**What is required:**
Your answer should be one number: the count of lines in these entries that hold the word "brim".

Records from a dataset
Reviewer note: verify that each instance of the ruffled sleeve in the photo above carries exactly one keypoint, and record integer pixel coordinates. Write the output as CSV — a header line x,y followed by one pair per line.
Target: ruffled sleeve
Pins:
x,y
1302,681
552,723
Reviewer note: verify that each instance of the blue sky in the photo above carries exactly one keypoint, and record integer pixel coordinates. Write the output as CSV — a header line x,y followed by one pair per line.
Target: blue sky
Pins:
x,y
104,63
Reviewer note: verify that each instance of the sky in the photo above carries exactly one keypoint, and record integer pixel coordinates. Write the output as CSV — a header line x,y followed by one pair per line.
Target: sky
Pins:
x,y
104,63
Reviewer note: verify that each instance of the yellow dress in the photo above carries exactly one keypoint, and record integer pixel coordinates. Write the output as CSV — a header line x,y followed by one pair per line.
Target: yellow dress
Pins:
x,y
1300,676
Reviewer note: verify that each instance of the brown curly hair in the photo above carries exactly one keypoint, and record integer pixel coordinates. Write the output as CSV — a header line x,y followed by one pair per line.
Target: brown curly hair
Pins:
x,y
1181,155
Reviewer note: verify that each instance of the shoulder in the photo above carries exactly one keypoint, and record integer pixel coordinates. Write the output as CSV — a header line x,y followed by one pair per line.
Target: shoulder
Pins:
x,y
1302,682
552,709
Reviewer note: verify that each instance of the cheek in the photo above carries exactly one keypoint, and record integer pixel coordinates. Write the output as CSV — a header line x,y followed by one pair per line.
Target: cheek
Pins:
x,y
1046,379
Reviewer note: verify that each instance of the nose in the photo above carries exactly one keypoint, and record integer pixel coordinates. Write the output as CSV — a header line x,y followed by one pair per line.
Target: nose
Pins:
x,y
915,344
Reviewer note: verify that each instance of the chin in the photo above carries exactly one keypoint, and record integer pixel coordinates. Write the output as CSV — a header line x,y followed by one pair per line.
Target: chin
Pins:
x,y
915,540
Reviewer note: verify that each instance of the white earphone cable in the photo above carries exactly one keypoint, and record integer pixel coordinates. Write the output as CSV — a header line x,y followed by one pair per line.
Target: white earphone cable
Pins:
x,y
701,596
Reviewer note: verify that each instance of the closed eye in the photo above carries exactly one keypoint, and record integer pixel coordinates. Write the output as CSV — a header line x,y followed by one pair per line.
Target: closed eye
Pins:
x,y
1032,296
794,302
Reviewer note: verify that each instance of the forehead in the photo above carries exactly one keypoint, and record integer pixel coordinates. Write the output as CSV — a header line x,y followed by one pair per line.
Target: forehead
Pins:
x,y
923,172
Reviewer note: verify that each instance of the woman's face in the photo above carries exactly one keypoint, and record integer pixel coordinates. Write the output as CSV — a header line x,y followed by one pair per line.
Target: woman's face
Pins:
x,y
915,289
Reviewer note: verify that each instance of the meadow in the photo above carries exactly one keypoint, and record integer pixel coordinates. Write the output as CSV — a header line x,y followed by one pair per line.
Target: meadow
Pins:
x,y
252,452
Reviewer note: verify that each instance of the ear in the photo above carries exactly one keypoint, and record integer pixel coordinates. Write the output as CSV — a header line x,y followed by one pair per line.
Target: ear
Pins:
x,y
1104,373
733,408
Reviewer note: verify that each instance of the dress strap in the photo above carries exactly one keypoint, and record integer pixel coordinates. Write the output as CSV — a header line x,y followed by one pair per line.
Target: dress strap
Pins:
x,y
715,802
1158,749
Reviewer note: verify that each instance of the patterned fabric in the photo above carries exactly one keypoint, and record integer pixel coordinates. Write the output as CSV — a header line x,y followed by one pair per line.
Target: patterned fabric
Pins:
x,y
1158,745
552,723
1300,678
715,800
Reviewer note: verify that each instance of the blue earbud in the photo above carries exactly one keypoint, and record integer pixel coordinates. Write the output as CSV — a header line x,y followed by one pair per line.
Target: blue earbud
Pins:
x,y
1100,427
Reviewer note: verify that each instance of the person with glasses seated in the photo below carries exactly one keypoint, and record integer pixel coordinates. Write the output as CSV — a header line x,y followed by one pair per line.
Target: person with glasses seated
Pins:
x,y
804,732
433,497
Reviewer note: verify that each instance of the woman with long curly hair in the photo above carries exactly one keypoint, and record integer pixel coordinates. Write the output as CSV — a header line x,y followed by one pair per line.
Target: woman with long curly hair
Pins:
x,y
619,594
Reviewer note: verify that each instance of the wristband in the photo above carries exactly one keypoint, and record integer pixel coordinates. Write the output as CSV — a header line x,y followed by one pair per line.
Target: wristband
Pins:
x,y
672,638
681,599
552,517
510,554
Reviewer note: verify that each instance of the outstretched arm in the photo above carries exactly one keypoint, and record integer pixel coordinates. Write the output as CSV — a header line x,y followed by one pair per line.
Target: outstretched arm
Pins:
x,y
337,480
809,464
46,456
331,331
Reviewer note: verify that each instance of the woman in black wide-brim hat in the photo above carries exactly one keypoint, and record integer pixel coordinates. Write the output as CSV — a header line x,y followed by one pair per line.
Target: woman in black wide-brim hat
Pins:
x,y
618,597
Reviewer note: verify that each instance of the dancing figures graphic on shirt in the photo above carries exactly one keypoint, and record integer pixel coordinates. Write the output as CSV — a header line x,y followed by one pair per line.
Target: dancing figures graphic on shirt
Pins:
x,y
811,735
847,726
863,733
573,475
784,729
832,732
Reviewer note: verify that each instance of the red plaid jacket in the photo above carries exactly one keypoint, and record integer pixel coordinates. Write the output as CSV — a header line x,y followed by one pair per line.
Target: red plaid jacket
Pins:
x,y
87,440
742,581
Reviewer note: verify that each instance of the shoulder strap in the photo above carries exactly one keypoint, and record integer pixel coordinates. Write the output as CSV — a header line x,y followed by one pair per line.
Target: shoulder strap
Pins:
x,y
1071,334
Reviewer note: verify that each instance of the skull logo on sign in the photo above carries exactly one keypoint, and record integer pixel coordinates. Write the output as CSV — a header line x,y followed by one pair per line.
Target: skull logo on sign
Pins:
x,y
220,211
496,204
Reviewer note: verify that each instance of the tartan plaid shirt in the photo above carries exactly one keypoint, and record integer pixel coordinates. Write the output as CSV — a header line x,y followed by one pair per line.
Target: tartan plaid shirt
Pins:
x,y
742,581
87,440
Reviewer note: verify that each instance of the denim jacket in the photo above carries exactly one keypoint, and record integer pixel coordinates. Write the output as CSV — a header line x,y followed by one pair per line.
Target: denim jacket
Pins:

**Output of the task:**
2